Enunciado:
Localize nos itens abaixo todas as linhas que contêm a palavra "shown" e copie cada uma delas. Maiúsculas e minúsculas devem ser diferenciadas.

Itens do exercício:
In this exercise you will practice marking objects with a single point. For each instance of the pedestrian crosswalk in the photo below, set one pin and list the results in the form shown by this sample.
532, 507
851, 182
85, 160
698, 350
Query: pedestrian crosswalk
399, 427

* * *

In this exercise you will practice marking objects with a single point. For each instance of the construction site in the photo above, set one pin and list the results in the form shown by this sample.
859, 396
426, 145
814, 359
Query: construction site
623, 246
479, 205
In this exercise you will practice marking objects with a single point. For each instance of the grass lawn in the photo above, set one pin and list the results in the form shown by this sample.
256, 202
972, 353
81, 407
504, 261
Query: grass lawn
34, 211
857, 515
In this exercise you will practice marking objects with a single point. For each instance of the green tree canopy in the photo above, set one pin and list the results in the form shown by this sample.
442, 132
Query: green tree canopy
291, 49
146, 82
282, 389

Resolução:
In this exercise you will practice marking objects with a single point. For each instance of the pedestrian crosswalk in the photo below, set one pin and list the results in the form shown by this sample.
In this exercise you will practice marking objects with a single point. For each instance of the construction site in the photo above, set one pin and list the results in the form shown by this sample.
In this exercise you will practice marking objects with a single point. For each instance of the grass lawn in the photo above, set one pin and list the results in the form shown by this sample.
In this exercise you will practice marking objects with a single point. For each instance of the green tree canopy in the photo above, set one pin and list the results in the form shown by this sample.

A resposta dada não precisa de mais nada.